- Problem details: Tally the lines in the listing below that contain "window" and report the tally alone.

....................

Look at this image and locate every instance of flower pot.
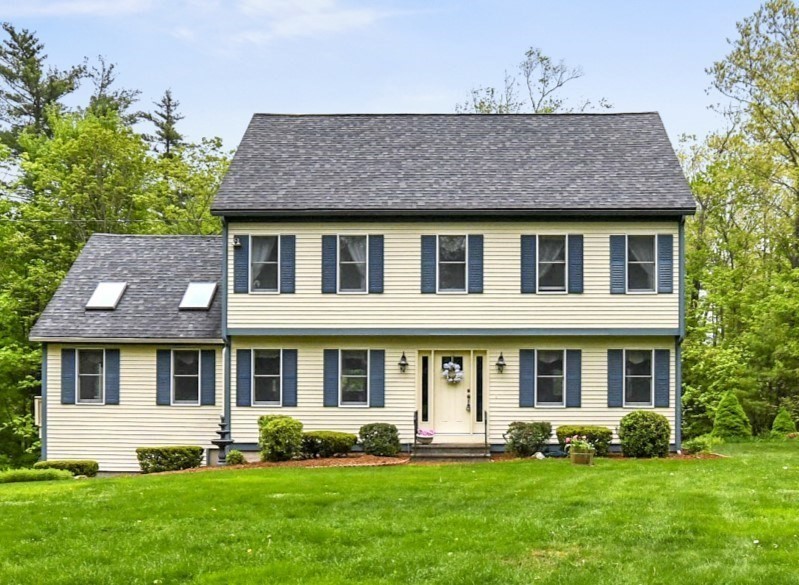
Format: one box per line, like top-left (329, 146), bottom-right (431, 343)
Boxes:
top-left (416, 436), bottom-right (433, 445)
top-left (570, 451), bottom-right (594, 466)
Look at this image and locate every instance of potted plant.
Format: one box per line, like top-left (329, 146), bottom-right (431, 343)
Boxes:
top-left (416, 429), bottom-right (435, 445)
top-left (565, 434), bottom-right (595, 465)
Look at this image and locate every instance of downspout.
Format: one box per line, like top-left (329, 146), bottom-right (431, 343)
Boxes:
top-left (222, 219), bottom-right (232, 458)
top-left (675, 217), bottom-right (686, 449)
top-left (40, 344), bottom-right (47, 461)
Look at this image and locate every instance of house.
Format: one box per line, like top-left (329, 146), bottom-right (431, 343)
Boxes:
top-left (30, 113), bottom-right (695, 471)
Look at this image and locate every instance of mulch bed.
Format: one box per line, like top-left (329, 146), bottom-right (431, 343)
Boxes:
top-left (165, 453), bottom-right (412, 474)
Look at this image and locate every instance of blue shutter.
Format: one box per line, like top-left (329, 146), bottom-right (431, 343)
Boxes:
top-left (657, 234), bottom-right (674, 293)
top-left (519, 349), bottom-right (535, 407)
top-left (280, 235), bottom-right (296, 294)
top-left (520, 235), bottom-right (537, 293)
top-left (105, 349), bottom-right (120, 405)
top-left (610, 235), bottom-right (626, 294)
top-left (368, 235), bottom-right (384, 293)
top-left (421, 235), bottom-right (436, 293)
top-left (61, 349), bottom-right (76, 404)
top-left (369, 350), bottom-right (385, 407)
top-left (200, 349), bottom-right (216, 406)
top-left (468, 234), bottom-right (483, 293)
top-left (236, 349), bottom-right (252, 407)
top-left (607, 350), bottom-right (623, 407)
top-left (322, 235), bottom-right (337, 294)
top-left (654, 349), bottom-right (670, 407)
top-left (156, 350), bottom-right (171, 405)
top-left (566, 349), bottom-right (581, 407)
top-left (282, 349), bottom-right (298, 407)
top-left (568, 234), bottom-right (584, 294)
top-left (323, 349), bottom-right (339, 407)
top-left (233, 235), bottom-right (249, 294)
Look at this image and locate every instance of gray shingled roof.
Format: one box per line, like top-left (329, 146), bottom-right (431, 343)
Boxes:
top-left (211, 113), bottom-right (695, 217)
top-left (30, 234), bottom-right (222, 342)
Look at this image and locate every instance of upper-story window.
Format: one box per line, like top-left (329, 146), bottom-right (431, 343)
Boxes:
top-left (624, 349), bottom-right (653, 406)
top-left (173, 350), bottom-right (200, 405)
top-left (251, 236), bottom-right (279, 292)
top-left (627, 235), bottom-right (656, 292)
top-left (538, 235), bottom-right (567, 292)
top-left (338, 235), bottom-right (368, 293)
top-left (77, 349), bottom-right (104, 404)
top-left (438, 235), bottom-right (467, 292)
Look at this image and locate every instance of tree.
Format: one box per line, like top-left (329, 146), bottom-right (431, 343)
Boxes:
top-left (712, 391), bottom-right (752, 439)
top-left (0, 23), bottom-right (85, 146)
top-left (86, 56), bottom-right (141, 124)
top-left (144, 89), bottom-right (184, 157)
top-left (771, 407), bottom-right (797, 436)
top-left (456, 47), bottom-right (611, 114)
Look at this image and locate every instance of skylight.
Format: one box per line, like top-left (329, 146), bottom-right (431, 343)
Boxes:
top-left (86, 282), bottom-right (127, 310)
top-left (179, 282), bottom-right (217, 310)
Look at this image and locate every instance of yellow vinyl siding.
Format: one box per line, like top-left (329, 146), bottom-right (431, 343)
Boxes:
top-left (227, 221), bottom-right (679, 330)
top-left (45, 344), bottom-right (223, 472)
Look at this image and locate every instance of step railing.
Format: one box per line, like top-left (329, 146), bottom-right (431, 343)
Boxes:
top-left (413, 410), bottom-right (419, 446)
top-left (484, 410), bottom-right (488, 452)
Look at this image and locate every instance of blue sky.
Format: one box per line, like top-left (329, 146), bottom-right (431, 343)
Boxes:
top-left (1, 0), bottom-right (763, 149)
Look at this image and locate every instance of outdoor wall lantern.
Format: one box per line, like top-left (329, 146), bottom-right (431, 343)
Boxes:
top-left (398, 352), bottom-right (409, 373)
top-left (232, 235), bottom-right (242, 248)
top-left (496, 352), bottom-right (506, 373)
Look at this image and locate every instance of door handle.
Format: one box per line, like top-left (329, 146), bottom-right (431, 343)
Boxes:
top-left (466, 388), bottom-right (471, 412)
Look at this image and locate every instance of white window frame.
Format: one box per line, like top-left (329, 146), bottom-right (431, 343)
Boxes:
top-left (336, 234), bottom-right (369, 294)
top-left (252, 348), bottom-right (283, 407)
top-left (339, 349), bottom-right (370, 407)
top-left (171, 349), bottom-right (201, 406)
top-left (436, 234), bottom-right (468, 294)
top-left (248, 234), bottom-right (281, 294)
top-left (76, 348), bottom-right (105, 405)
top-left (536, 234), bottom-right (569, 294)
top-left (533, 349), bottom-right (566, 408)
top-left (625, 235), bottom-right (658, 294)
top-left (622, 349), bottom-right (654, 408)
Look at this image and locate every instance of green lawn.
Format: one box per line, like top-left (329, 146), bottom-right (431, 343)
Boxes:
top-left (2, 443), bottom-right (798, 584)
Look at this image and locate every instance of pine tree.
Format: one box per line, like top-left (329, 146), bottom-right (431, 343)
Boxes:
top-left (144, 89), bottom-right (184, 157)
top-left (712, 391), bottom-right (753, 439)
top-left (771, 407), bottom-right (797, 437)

....................

- Your response: 2